> _WORK TO DO_: Pull out each row below that contains the word "rule", and copy those rows unchanged.

> _INFORMATION SHOWN_:
** Begin **
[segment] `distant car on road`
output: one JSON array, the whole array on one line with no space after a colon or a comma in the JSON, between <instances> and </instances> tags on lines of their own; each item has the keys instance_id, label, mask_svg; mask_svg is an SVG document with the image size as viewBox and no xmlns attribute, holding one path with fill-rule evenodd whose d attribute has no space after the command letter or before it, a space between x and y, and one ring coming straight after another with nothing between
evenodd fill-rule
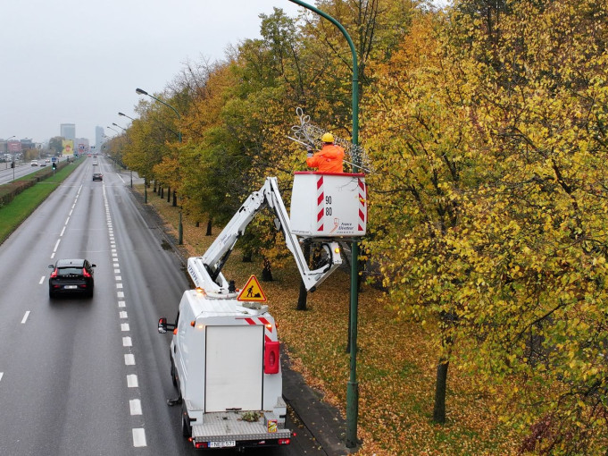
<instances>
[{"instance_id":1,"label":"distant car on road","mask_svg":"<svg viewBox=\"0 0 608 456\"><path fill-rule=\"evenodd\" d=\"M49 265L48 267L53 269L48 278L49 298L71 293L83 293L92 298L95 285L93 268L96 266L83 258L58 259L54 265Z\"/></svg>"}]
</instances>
** End **
** Begin **
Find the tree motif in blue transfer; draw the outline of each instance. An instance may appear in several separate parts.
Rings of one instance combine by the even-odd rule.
** End **
> _CORRECT RESULT_:
output: one JSON array, the whole array on one line with no space after a colon or a comma in the JSON, between <instances> and </instances> tags on lines of their own; each item has the keys instance_id, label, mask_svg; mask_svg is an SVG document with the image size as viewBox and no xmlns attribute, holding one path with fill-rule evenodd whose d attribute has no space after the command letter or before it, a space between x and y, and one ring coming straight after another with nothing between
evenodd fill-rule
[{"instance_id":1,"label":"distant car on road","mask_svg":"<svg viewBox=\"0 0 608 456\"><path fill-rule=\"evenodd\" d=\"M49 265L48 267L53 269L48 278L49 298L71 293L83 293L92 298L95 285L93 268L96 266L83 258L58 259L54 265Z\"/></svg>"}]
Rings of one instance combine by the even-odd rule.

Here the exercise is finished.